_SUPPLIED DATA_
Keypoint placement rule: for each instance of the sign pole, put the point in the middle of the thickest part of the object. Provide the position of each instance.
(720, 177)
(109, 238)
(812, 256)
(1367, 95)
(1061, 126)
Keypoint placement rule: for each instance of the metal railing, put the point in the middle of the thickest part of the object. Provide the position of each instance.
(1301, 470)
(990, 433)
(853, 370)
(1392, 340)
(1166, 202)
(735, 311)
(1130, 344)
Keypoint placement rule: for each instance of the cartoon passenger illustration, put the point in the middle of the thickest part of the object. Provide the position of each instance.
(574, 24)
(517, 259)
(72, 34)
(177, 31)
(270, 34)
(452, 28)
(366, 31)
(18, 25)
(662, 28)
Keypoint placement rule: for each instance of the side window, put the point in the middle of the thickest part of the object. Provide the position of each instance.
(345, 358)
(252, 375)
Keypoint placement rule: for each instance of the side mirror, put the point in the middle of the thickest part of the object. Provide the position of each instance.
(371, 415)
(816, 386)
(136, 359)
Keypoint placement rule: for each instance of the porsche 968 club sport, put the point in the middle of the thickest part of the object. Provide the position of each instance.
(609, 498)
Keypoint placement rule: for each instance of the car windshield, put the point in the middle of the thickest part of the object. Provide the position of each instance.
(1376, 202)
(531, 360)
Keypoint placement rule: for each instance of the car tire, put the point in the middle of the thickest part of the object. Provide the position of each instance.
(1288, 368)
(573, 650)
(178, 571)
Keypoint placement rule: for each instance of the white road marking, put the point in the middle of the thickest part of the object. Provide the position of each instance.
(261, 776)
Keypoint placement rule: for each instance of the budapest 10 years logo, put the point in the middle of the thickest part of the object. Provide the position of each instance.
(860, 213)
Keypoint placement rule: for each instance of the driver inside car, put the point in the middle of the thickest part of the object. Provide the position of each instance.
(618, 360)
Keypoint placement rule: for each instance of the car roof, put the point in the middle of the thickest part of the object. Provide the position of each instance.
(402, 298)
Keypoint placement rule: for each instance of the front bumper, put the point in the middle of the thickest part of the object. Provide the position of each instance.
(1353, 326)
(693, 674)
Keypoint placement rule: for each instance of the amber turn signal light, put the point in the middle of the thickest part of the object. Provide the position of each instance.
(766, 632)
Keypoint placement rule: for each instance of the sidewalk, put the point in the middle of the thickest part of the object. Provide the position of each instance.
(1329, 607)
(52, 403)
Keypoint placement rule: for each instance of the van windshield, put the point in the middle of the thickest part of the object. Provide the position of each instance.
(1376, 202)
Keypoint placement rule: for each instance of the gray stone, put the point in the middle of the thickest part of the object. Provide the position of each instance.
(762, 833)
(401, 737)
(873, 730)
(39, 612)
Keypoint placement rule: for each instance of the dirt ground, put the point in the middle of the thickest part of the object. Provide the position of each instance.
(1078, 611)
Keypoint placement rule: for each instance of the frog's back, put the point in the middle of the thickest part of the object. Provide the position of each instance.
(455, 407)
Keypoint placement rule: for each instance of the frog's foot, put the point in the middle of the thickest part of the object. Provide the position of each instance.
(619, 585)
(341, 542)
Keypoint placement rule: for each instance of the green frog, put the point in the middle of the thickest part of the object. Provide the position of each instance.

_DIRECTIONS_
Rewrite every line of the items above as a numbered list, leaving out any blank lines.

_RESPONSE TO THE TASK_
1. Keypoint placement rule: for each instance of the sign pole, put the point in the middle of the thickest part of the object. Provide the position of each instance.
2. (720, 177)
3. (109, 238)
4. (812, 256)
5. (1367, 95)
6. (1061, 126)
7. Keypoint placement rule: for each instance of the metal railing, put the point in the middle of the thickest part of the object. Provide the position of each instance.
8. (1301, 470)
9. (990, 433)
10. (853, 370)
11. (1392, 340)
12. (1166, 202)
13. (735, 311)
14. (1130, 344)
15. Keypoint placement rule: for each instance of the cartoon passenger illustration, put the point in the middle of the thickest part of the object. Provide the position of each instance.
16. (574, 24)
17. (517, 259)
18. (72, 34)
19. (177, 31)
20. (270, 34)
21. (452, 28)
22. (366, 31)
23. (18, 25)
24. (662, 28)
25. Keypoint placement rule: for each instance of the side window, put the point in the middle of the thickest part of the object. Provide the position of each instance.
26. (345, 358)
27. (252, 375)
28. Keypoint placement rule: for each instance of the side mirror, put the point in the middle of the thickest part of the object. Provide the position of each instance.
29. (371, 415)
30. (816, 386)
31. (136, 359)
32. Keypoint placement rule: for each instance of the porsche 968 club sport, put the point in the middle of the thickest part of the object. Provide the position of each instance.
33. (609, 498)
34. Keypoint placement rule: for each instance of the car windshield, put the point in the middle of the thickest part of the object. Provide the position of each instance.
35. (1376, 202)
36. (531, 360)
37. Keypoint placement rule: for each instance of the car tire, put the point in the middle of the thickest part of the object. Provide the position of each instance.
38. (1288, 368)
39. (573, 650)
40. (178, 571)
41. Keypoint placement rule: for each instance of the white road marking, put the point in the middle of the thickest part of the object. Provide the position of each instance.
42. (261, 776)
43. Keypoint placement rule: for each instance of the budapest 10 years logo, put the point in the middle of the thickest part of the object. Provide the position of each instance.
44. (860, 213)
45. Keypoint placement rule: for each instance of the driver inside car, put the point in the middle of the thickest part of the object. Provide the position of each instance.
46. (618, 360)
47. Keypoint placement rule: for each instance of the car roof, put the point in the middle of the thickest part of the object. Provide the position of each instance.
48. (402, 298)
49. Keypoint placement rule: for each instance of the front bumper, put the point in the middle of the thickest part of the object. Provide the position of each instance.
50. (1353, 326)
51. (693, 674)
52. Keypoint placement rule: for each instance of the amber turn signal light, put the point in the middle of the thickest part of the object. Provide the position of each instance.
53. (766, 632)
54. Keypoint placement rule: for each instance of the sidewalk, put the point in the middle of the thickest part of the object. Provide the position of each instance.
55. (1329, 607)
56. (52, 403)
57. Keypoint placement rule: for each instance of the van windshield, put the point in the middle of the thickest part of the object. Provide the position of each instance.
58. (1376, 202)
59. Keypoint placement rule: for each instance of the gray stone, put the point in the middle of the thickest part of the object. Provide the position of each instance.
60. (762, 833)
61. (401, 737)
62. (873, 730)
63. (39, 612)
64. Keypoint placement rule: for each instance of the dirt ground, put the point in the middle of the thickest part of the object. Provide the position of each instance.
65. (1078, 611)
66. Keypoint placement rule: for each instance of the frog's back, put the point in the middle of the thickest part of the object. Provide the position of each instance.
67. (455, 407)
68. Keypoint placement rule: for each instance of the frog's foot, put the point in the middle of the thickest part of the object. Provide the position of each instance.
69. (619, 585)
70. (341, 542)
71. Keypoint placement rule: for each instance of the green frog, put the point in the middle of the thickest part of the object. Provide the position of each instance.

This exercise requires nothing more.